#### [Exercise goal]
Line by line, give the data again exactly as it appears, but without pictures.

━━━━━━━━━━

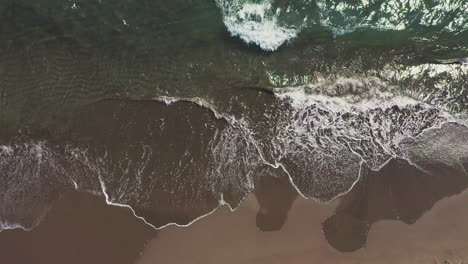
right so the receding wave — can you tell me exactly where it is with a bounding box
[1,87,466,231]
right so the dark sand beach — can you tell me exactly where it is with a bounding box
[136,160,468,264]
[1,159,468,264]
[138,190,468,264]
[0,192,155,264]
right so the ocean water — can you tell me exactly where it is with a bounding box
[0,0,467,245]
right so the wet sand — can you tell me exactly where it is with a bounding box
[138,190,468,264]
[1,160,467,264]
[137,160,468,264]
[0,192,155,264]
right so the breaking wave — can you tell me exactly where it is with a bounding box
[216,0,299,51]
[316,0,468,35]
[216,0,468,50]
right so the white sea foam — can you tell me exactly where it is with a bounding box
[316,0,468,36]
[0,145,13,155]
[217,0,467,48]
[153,96,235,122]
[216,0,299,51]
[98,166,245,231]
[265,75,460,201]
[0,222,32,232]
[1,89,464,232]
[273,76,420,112]
[0,141,104,232]
[158,96,178,105]
[152,87,455,202]
[383,63,468,114]
[275,88,418,112]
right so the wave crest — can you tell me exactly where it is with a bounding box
[216,0,299,51]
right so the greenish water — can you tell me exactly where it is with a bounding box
[1,0,466,127]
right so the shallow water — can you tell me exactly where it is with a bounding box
[0,0,467,262]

━━━━━━━━━━

#### [Task response]
right so the receding wave — can you tell me exactly where it is with a bounding box
[1,87,466,231]
right so the dark sand beach — can you tell me exactly where it is with a bounding box
[136,160,468,264]
[1,159,468,264]
[138,190,468,264]
[0,192,155,264]
right so the ocean water — can you tell me exactly where it is with a bounding box
[0,0,467,245]
right so the wet sand — can you tell me exactly where it is with a bounding box
[138,190,468,264]
[1,160,467,264]
[137,160,468,264]
[0,192,155,264]
right so the breaking wave — can you tell me exactly where it is with a bounding box
[216,0,299,51]
[316,0,468,35]
[216,0,468,50]
right so the white sea foam — can you tell me exactly where it is with a bounding box
[316,0,468,36]
[0,145,13,155]
[217,0,467,48]
[153,96,235,122]
[216,0,299,51]
[98,166,245,231]
[265,75,460,201]
[0,222,32,232]
[1,89,464,232]
[273,76,420,112]
[0,141,104,232]
[158,96,178,105]
[152,87,455,202]
[383,63,468,114]
[275,88,418,112]
right so the wave crest — can you tell me exactly where it is with a bounding box
[216,0,299,51]
right so the greenish water — can you tell me exactly where it is with a bounding box
[1,0,466,127]
right so the shallow water — can you tell me exactly where it is with a bounding box
[0,0,467,262]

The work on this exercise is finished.